▶ **WHAT YOU ARE ASKED TO DO**:
Extract, character for character, the lines in the rows below that start with the line containing "Accept that the utility" and continue through the end of the rows, including both the first and last lines.

▶ **DATASET RECORDS**:
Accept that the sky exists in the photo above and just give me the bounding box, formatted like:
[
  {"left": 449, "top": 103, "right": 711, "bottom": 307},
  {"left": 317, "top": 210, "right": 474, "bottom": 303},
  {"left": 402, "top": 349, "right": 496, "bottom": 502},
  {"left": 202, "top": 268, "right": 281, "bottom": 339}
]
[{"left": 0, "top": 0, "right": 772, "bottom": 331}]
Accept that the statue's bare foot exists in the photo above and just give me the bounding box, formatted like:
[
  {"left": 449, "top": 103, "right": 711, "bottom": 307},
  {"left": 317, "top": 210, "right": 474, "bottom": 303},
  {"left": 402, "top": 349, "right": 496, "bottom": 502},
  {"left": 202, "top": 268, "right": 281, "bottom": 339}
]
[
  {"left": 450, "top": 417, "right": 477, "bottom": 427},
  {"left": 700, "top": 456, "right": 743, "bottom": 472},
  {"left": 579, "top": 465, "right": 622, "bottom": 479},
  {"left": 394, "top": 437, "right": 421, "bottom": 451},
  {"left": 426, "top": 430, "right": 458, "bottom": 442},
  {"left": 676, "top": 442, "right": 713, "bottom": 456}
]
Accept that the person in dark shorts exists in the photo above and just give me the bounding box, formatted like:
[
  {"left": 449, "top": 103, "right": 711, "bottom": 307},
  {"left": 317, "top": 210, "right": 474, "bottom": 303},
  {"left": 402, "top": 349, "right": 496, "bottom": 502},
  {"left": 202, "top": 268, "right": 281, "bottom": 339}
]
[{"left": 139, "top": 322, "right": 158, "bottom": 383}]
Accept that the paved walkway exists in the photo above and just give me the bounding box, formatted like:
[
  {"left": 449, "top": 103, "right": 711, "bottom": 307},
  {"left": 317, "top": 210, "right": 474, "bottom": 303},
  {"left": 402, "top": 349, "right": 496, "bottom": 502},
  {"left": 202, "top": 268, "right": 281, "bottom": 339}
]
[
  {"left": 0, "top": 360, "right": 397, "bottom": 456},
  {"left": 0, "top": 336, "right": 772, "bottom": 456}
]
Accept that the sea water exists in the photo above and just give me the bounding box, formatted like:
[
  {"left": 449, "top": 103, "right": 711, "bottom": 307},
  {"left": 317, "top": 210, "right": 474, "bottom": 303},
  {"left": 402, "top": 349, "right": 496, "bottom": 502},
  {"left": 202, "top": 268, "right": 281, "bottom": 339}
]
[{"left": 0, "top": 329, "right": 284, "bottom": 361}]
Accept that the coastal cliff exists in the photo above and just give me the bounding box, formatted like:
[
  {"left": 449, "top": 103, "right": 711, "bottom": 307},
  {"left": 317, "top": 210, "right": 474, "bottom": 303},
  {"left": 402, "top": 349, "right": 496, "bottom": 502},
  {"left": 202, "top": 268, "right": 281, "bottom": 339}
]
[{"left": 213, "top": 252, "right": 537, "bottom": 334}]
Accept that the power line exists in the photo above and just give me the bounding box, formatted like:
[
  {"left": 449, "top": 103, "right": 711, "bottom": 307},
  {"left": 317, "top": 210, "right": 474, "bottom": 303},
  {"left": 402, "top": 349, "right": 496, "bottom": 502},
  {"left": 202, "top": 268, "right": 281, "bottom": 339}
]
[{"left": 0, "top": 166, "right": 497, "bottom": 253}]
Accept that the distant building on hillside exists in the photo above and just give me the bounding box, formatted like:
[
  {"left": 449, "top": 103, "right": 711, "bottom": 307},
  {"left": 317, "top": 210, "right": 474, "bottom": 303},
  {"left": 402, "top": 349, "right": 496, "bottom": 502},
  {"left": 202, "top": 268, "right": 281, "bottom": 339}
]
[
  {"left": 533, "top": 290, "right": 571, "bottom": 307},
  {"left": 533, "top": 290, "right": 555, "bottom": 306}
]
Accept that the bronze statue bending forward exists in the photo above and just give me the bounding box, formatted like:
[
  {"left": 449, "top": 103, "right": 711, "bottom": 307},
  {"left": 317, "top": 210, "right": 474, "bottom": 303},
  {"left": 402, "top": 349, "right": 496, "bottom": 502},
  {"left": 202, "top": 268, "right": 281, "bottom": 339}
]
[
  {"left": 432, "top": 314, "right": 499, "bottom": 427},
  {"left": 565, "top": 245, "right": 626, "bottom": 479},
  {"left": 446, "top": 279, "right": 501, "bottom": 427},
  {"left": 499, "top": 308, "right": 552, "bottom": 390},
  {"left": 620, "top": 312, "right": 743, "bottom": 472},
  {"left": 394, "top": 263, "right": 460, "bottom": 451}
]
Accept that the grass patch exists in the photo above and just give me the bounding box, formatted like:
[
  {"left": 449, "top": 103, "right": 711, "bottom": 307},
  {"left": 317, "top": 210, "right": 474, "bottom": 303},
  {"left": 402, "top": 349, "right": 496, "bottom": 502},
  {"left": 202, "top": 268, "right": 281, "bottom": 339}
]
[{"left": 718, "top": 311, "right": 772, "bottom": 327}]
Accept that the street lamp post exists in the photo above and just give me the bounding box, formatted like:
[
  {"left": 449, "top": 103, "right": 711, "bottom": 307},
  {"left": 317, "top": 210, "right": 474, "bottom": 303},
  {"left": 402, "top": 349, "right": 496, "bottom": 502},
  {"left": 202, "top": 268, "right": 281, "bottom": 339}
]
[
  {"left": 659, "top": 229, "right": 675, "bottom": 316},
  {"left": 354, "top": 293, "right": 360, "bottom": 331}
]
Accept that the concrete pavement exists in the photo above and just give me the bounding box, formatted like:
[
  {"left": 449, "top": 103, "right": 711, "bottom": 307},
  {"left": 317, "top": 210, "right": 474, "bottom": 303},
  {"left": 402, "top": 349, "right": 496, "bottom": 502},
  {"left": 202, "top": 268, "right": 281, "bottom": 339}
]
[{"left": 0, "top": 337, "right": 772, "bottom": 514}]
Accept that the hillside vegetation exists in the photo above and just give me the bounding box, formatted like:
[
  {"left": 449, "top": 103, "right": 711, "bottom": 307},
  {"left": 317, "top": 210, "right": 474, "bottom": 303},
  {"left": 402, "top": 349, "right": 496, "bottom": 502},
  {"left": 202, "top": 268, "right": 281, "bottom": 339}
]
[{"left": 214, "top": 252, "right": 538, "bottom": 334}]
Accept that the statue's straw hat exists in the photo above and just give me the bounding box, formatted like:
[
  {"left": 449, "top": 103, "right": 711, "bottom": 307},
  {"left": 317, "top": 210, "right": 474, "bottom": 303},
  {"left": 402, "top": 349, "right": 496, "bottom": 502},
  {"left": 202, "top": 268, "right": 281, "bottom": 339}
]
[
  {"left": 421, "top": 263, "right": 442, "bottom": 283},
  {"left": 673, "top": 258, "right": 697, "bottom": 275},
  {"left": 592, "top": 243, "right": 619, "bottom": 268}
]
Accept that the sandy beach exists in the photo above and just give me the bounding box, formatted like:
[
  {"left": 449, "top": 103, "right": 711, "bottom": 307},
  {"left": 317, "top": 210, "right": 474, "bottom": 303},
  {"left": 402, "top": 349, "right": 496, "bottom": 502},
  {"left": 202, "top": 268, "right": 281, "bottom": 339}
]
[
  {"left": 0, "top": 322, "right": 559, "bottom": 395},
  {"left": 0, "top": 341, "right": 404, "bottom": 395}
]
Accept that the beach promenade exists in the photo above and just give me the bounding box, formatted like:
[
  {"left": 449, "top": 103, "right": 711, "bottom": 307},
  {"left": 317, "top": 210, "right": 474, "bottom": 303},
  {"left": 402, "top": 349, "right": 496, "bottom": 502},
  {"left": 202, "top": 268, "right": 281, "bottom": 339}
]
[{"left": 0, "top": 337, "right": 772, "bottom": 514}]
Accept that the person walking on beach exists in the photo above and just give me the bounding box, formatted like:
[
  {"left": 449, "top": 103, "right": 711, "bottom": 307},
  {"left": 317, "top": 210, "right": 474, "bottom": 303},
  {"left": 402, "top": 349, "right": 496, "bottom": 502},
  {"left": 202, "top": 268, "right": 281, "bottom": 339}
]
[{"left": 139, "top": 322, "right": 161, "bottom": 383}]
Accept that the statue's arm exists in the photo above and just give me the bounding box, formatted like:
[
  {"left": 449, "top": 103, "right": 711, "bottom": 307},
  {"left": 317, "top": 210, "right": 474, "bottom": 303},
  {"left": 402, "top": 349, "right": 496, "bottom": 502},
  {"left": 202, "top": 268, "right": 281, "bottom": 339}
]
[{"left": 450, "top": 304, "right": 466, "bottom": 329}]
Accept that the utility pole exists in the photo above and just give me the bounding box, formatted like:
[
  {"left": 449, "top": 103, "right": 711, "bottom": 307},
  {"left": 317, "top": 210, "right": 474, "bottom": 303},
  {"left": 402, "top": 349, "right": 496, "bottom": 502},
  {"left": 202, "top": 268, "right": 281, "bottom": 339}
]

▶ **ANSWER IN FULL**:
Accept that the utility pole exists in the photo above and just give me the bounding box, formatted like:
[
  {"left": 449, "top": 103, "right": 711, "bottom": 307},
  {"left": 317, "top": 210, "right": 474, "bottom": 303},
  {"left": 402, "top": 349, "right": 496, "bottom": 502},
  {"left": 202, "top": 268, "right": 281, "bottom": 339}
]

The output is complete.